◆ **What is required**
Return exactly those lines of the material that fall between the line with "Might I trouble you for the coordinates of the cracked" and the final line, both included.

————————

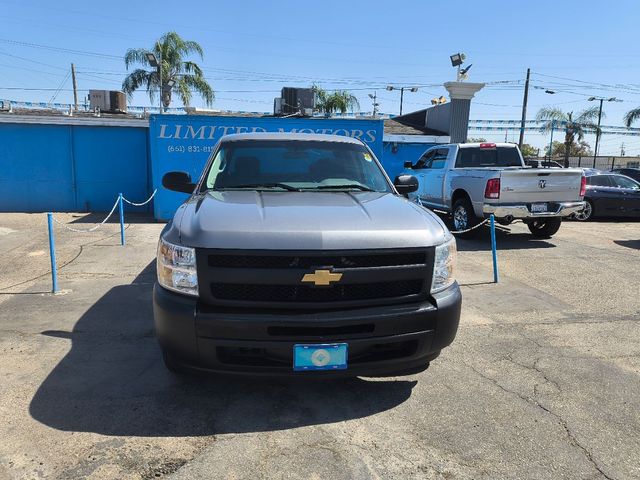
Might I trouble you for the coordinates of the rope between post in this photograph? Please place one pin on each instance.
(143, 203)
(92, 229)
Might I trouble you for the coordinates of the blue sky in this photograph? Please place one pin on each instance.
(253, 48)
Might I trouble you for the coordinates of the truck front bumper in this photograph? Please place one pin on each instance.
(383, 340)
(523, 211)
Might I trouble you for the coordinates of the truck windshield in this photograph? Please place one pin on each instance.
(488, 157)
(295, 166)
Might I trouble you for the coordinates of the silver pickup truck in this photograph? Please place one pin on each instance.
(295, 254)
(473, 180)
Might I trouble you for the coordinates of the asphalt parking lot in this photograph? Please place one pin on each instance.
(543, 380)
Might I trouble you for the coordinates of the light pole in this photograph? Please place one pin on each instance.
(157, 63)
(402, 89)
(601, 100)
(374, 97)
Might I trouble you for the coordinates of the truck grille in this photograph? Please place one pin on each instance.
(274, 278)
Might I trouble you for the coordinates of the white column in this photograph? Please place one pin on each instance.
(461, 94)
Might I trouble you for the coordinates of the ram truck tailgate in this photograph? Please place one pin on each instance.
(527, 185)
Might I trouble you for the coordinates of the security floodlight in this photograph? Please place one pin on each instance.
(153, 61)
(457, 59)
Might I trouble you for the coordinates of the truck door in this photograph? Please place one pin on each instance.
(434, 177)
(419, 169)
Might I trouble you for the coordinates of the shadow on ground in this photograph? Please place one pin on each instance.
(505, 240)
(113, 382)
(628, 243)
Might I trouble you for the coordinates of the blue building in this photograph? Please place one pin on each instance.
(50, 161)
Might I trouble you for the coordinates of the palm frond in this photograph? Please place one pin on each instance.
(136, 55)
(171, 50)
(631, 117)
(590, 115)
(199, 84)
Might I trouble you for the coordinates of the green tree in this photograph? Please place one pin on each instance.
(185, 76)
(338, 101)
(578, 149)
(574, 125)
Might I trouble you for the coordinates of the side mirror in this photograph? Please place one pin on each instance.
(405, 184)
(178, 182)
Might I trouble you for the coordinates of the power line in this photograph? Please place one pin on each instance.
(60, 49)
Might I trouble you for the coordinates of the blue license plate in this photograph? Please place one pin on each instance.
(320, 356)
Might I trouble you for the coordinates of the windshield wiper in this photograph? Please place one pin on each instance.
(349, 186)
(259, 186)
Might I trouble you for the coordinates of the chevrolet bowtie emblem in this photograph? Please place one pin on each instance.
(322, 277)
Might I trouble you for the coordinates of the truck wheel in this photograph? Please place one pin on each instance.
(544, 228)
(586, 214)
(463, 217)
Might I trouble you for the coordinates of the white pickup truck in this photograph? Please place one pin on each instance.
(473, 180)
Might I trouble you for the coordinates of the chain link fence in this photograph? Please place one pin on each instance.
(600, 162)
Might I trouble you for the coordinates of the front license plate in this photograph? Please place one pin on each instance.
(320, 356)
(539, 207)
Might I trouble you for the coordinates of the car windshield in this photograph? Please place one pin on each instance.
(295, 166)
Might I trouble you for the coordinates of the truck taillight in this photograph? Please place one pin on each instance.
(492, 190)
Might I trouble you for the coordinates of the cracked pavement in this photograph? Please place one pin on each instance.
(542, 381)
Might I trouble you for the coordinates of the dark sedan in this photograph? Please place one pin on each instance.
(610, 195)
(629, 172)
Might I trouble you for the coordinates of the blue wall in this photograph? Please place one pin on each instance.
(71, 167)
(184, 143)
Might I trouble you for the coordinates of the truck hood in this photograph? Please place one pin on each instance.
(304, 221)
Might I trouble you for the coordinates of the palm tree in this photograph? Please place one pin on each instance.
(339, 100)
(575, 125)
(178, 75)
(631, 116)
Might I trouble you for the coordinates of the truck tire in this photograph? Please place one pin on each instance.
(544, 227)
(463, 217)
(587, 213)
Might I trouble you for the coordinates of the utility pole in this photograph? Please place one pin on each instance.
(75, 87)
(524, 109)
(595, 150)
(374, 97)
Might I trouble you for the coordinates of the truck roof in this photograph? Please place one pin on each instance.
(313, 137)
(477, 145)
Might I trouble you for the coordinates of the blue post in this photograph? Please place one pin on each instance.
(121, 219)
(52, 254)
(493, 249)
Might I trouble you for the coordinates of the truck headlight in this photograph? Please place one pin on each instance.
(444, 266)
(176, 268)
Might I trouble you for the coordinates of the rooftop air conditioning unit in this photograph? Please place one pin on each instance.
(108, 101)
(297, 100)
(277, 106)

————————

◆ **Solved problem**
Might I trouble you for the coordinates of the cracked pavement in this photograph? Please place one pin on each instance.
(542, 381)
Might I trouble you for the coordinates of the dark sedan in this photograph? Please place one pin on each instance.
(610, 195)
(629, 172)
Might I trouble you for the coordinates of the blue wall in this photograph? Please place one pin on each instance.
(71, 167)
(184, 143)
Might I trouble you for the coordinates of the truck hood in this photograph? Please place one pin on each instance.
(304, 221)
Might I trouble you for the coordinates of the palm tree in this photograph? Please place one pin on each instance.
(339, 100)
(575, 125)
(178, 75)
(631, 116)
Might I trouble you for the coordinates of the truck tire in this photograph? Please place one pin on each instance.
(544, 227)
(463, 217)
(587, 213)
Might I trouble you for the coordinates of the utility pole in this photograph? Please place one pin on each instance.
(75, 87)
(524, 109)
(595, 150)
(374, 97)
Might I trouble you for the coordinates of the truck roof in this photograph? Please place one pin on each instance.
(313, 137)
(477, 145)
Might I trouble you for the coordinates of the blue post in this photograph? Please place one pin on each instance.
(121, 219)
(52, 254)
(493, 249)
Might I trouble you for the coordinates of the truck headlight in this photograph? Please place one pin on each instance.
(444, 266)
(176, 268)
Might I trouble you for the coordinates of the rooftop air conditioning unit in this photograph? Please place one pin on each instance.
(108, 101)
(297, 100)
(277, 106)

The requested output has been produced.